--- Предоставленный отрывок ---
RFI: А что там было написано этими газетными вырезанными буквами?

Вера Лашкова: Текст примерно касался того, что должна состояться демонстрация на Красной площади, посвященная протестам против тогда уже начинавшегося возрождения культа Сталина. Это известно, это было. Позднее уже было большое письмо интеллигенции против этого.

Вот эта первая несостоявшаяся демонстрация, потому что нас всех свезли в КГБ на другой день. Всех абсолютно. Всех, кто в этом участвовал, потому что нас выдал просто один человек, который в этом тоже участвовал. Это первый раз, когда я попала на Лубянку. И только в этом я могу свое участие признавать. В той демонстрации я не участвовала.

RFI: А сколько вам было лет, когда вы попали в первый раз на Лубянку?

Вера Лашкова: 20 получается.

RFI: И какое это производит впечатление?

ТЮРЬМЫ

Вера Лашкова: Грандиозное, я бы сказала. Потому что, конечно, о Лубянке мы очень много слышали и даже пели песню: «Эх, романтика, сизый дым, обгорелое сердце Данки. Сколько крови и сколько воды утекло в подземелья Лубянки!». Это была наша любимая песня. Я не помню, кстати, кто ее написал, но кто-то из современных, молодых. Так что о Лубянке мы, конечно, знали, что это страшное подземелье, что там мучают людей, что там, действительно, моря крови утекли, в том числе, и моих родственников.

Но вот когда привезли меня туда, страшно мне не было совсем. Я не знаю, что это такое, может, бравада юношеская какая-то, может, отсутствие опыта просто. Но я знала, что это, конечно, не цирк и не увеселительное заведение, я отдавала себе в этом отчет, но мне было так интересно, потому что я как бы становилась участником уже чего-то серьезного. Во всяком случае, это не разговоры у меня дома за столом, это что-то серьезное. В общем, страшно мне не было, было интересно. И это была первая дружеская, с их точки зрения (в кавычках, конечно) попытка дружеской беседы со мной. Выяснить, почему у меня такие настроения.

--- Исходные данные ---
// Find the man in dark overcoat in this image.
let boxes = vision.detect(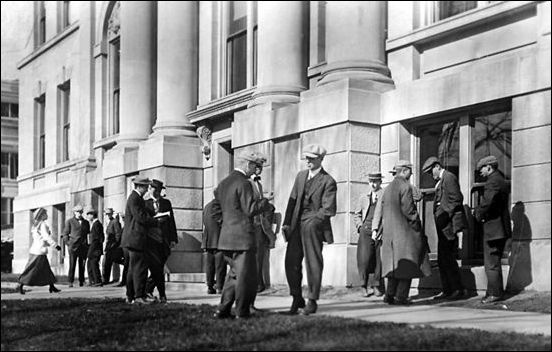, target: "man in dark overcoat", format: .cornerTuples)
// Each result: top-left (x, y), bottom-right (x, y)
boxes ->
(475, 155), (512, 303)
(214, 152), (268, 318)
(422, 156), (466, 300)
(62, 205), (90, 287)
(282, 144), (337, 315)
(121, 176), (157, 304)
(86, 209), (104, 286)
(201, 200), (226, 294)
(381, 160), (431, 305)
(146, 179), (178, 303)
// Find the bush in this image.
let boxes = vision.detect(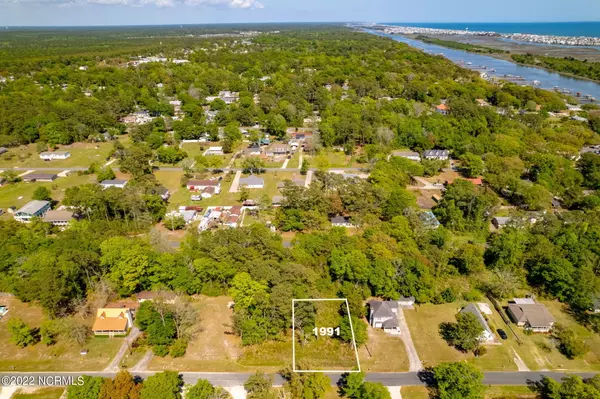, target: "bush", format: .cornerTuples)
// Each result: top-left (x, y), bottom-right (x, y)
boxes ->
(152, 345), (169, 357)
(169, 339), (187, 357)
---
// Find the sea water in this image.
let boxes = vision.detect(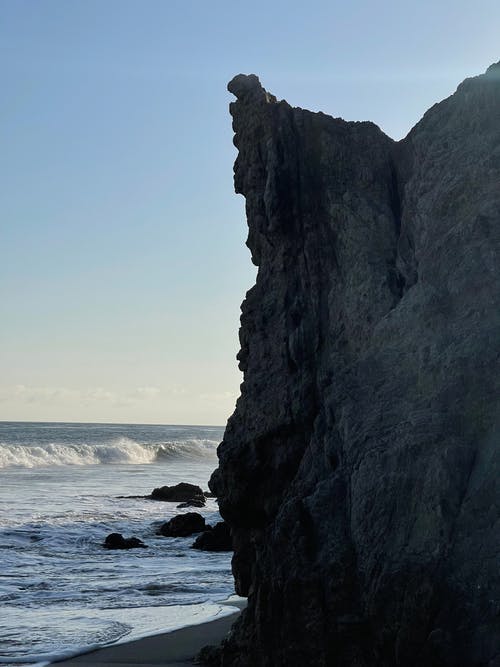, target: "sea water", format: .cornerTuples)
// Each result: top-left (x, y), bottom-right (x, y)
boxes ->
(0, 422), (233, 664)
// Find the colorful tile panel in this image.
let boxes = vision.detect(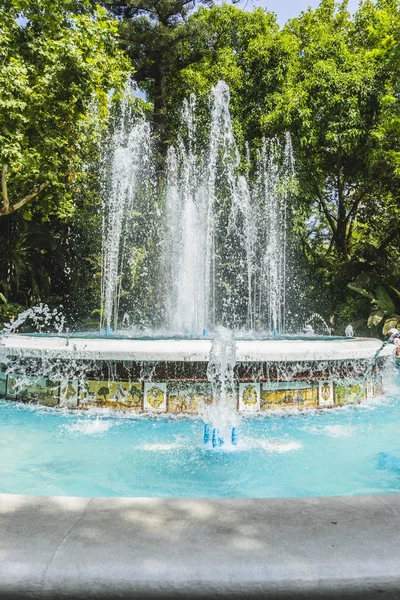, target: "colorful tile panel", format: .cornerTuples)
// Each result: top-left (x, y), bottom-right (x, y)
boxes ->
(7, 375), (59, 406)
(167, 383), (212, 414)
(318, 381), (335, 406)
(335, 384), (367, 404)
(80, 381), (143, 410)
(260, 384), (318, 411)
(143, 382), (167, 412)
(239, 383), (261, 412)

--- Задание 1 ---
Выпишите из отрывка интервью фрагмент, начиная со слов «RFI: А что там» и заканчивая словами «раз на Лубянку?».
--- Задание 2 ---
Продолжите отрывок интервью, начав сразу после его последнего предложения.

--- Ответ на задание 1 ---
RFI: А что там было написано этими газетными вырезанными буквами?

Вера Лашкова: Текст примерно касался того, что должна состояться демонстрация на Красной площади, посвященная протестам против тогда уже начинавшегося возрождения культа Сталина. Это известно, это было. Позднее уже было большое письмо интеллигенции против этого.

Вот эта первая несостоявшаяся демонстрация, потому что нас всех свезли в КГБ на другой день. Всех абсолютно. Всех, кто в этом участвовал, потому что нас выдал просто один человек, который в этом тоже участвовал. Это первый раз, когда я попала на Лубянку. И только в этом я могу свое участие признавать. В той демонстрации я не участвовала.

RFI: А сколько вам было лет, когда вы попали в первый раз на Лубянку?

--- Ответ на задание 2 ---
Вот тогда я услышала впервые: «Почему вы против советской власти?». Это впервые я тогда услышала из уст этого высокого чиновника, который со мной беседовал.

RFI: И что же вы могли на это ответить в ваши юношеские 20 лет?

Вера Лашкова: Я уже не помню, что конкретно я ему говорила. Но я помню, что у меня внутри было ощущение… спектакля некоего. Но для меня это было – может быть это нахально с моей стороны – мне было смешно, и я не то чтобы никак не поддавалась на этот тон, но я ему всячески, конечно, внутренне противилась. И, вообще, считала, что есть «мы», а есть «они». И это было основополагающим в нашем отношении к власти. Есть «мы» и есть «они», и дальше это сохранялось.

RFI: Потом пришел 1966 год, в котором Гинзбург выпустил «Белую книгу» о процессе Синявского-Даниэля, а Галансков выпустил сборник «Феникс-66». А в январе следующего 1967 года вас арестовали за участие в работе над этими двумя самиздатовскими изданиями.

Вера Лашкова: Да, действительно, к тому времени я уже была дружна с Юрой Галансковым. Я, кстати, не помню, как я с ним познакомилась. Это все наша общая компания поэтическая.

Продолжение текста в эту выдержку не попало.